> WRITTEN TASK:
Reproduce the entries word for word, and omit any picture you find in them.

----

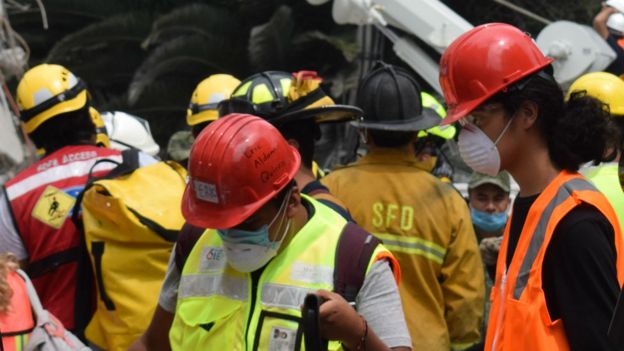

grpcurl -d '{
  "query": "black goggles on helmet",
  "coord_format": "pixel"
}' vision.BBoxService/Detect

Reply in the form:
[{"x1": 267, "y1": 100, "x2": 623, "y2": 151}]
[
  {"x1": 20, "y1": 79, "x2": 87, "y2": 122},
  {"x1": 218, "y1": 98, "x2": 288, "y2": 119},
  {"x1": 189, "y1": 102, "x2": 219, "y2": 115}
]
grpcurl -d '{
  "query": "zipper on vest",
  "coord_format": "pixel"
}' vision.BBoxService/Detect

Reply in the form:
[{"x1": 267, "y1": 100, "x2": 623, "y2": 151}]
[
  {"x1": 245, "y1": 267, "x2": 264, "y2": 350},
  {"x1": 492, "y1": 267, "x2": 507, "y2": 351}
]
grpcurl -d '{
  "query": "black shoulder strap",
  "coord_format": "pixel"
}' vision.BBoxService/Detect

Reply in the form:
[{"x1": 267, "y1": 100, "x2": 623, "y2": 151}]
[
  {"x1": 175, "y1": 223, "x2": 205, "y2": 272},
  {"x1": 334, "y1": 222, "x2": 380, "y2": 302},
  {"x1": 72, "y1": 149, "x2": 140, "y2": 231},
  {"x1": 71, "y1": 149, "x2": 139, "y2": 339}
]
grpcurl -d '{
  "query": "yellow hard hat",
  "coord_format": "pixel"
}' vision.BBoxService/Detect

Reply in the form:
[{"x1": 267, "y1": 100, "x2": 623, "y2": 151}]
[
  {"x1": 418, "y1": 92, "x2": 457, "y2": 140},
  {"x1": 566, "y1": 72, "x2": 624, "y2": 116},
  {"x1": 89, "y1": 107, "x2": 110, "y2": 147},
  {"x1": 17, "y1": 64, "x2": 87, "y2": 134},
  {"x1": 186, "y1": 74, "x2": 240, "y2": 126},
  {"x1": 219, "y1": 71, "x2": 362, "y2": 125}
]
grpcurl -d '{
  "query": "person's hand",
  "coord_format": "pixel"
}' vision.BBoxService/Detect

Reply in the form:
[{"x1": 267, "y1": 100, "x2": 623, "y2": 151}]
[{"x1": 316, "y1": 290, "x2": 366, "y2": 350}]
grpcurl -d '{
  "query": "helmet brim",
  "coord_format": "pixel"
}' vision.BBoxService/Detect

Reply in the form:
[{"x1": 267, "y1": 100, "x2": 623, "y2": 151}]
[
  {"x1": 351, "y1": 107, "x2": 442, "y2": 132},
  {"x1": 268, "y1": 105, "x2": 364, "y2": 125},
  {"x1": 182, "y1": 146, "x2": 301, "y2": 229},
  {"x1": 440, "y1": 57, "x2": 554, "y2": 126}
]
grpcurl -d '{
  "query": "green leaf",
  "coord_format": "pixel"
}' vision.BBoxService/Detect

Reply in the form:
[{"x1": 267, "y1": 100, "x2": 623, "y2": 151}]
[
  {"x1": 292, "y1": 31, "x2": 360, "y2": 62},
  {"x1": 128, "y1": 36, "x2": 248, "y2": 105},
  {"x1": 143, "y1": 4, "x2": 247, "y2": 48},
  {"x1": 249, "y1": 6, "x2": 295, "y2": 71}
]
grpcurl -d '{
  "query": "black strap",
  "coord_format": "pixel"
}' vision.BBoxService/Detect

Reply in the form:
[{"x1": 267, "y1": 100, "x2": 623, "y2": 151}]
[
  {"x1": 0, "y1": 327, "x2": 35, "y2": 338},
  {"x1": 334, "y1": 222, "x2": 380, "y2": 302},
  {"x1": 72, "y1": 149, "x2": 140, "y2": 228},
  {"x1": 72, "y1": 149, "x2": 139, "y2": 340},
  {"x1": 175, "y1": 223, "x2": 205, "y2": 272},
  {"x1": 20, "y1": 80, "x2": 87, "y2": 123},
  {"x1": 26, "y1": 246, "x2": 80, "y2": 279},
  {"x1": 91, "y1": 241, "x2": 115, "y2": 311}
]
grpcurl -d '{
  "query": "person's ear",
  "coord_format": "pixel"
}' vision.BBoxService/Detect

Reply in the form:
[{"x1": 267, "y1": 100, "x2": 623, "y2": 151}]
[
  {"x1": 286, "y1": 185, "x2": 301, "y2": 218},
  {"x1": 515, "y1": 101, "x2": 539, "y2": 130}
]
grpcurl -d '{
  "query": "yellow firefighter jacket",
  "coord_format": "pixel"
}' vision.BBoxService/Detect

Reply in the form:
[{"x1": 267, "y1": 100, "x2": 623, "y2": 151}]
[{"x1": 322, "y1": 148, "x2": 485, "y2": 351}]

----

> ANSWER:
grpcurl -d '{
  "query": "black goggles on helmet",
  "coord_format": "pixel"
}' vision.BBoxService/Detect

Reply in the form:
[{"x1": 267, "y1": 100, "x2": 623, "y2": 151}]
[
  {"x1": 20, "y1": 79, "x2": 87, "y2": 122},
  {"x1": 218, "y1": 98, "x2": 288, "y2": 119},
  {"x1": 189, "y1": 102, "x2": 219, "y2": 115}
]
grpcurl -d '{
  "query": "zipper on vest",
  "coord_format": "pixel"
}' vision.BBoxService/Detect

Reply in the form:
[{"x1": 267, "y1": 100, "x2": 623, "y2": 151}]
[
  {"x1": 245, "y1": 267, "x2": 264, "y2": 350},
  {"x1": 492, "y1": 267, "x2": 507, "y2": 351}
]
grpcurl -d '{
  "query": "black shoulder strap",
  "coord_format": "pixel"
}' vision.BBoxService/Detect

Reply in the form:
[{"x1": 267, "y1": 100, "x2": 623, "y2": 151}]
[
  {"x1": 175, "y1": 223, "x2": 205, "y2": 272},
  {"x1": 334, "y1": 222, "x2": 380, "y2": 302},
  {"x1": 72, "y1": 149, "x2": 140, "y2": 231},
  {"x1": 71, "y1": 149, "x2": 139, "y2": 339}
]
grpcurl -d '{
  "query": "yellow hard hat",
  "coord_format": "pixel"
}' vision.BBoxService/Detect

Reply in the form:
[{"x1": 267, "y1": 100, "x2": 623, "y2": 151}]
[
  {"x1": 418, "y1": 92, "x2": 457, "y2": 140},
  {"x1": 566, "y1": 72, "x2": 624, "y2": 116},
  {"x1": 89, "y1": 107, "x2": 110, "y2": 147},
  {"x1": 17, "y1": 64, "x2": 87, "y2": 134},
  {"x1": 186, "y1": 74, "x2": 240, "y2": 126},
  {"x1": 219, "y1": 71, "x2": 362, "y2": 125}
]
grpcurl -d '{
  "query": "person's hand",
  "coord_format": "pixel"
}' vision.BBoxService/Detect

Reply in the form:
[{"x1": 267, "y1": 100, "x2": 623, "y2": 151}]
[{"x1": 316, "y1": 290, "x2": 366, "y2": 350}]
grpcurl -d '{
  "query": "helmet brim",
  "coord_format": "pixel"
}' vision.BBoxService/Detect

Reply in the form:
[{"x1": 267, "y1": 100, "x2": 623, "y2": 151}]
[
  {"x1": 351, "y1": 107, "x2": 442, "y2": 132},
  {"x1": 268, "y1": 105, "x2": 364, "y2": 125},
  {"x1": 182, "y1": 146, "x2": 301, "y2": 229},
  {"x1": 440, "y1": 57, "x2": 554, "y2": 126}
]
grpcurl -d '{
  "query": "green leaf",
  "coord_format": "pixel"
}' vision.BBoxService/Detect

Reply in the form:
[{"x1": 267, "y1": 100, "x2": 623, "y2": 151}]
[
  {"x1": 292, "y1": 31, "x2": 360, "y2": 62},
  {"x1": 128, "y1": 36, "x2": 248, "y2": 105},
  {"x1": 143, "y1": 4, "x2": 247, "y2": 48},
  {"x1": 249, "y1": 6, "x2": 295, "y2": 71}
]
grpcurl -d '{
  "query": "black strap",
  "coord_format": "pixel"
}' vision.BBoxService/Detect

Reply in the form:
[{"x1": 267, "y1": 100, "x2": 623, "y2": 151}]
[
  {"x1": 0, "y1": 327, "x2": 35, "y2": 338},
  {"x1": 334, "y1": 222, "x2": 380, "y2": 302},
  {"x1": 72, "y1": 149, "x2": 140, "y2": 228},
  {"x1": 72, "y1": 149, "x2": 139, "y2": 340},
  {"x1": 175, "y1": 223, "x2": 205, "y2": 272},
  {"x1": 20, "y1": 80, "x2": 87, "y2": 123},
  {"x1": 26, "y1": 246, "x2": 80, "y2": 279},
  {"x1": 91, "y1": 241, "x2": 115, "y2": 311}
]
grpcurl -d '{
  "query": "person's ear",
  "coord_format": "pixel"
}' vision.BBoxService/Detect

Reply in the form:
[{"x1": 267, "y1": 100, "x2": 623, "y2": 151}]
[
  {"x1": 286, "y1": 185, "x2": 301, "y2": 218},
  {"x1": 515, "y1": 101, "x2": 539, "y2": 130}
]
grpcurl -d '{
  "query": "yellow firefighter jacket",
  "coord_format": "pixel"
}' vision.BBoxService/Detect

Reply in the form:
[{"x1": 267, "y1": 100, "x2": 623, "y2": 151}]
[{"x1": 322, "y1": 148, "x2": 485, "y2": 351}]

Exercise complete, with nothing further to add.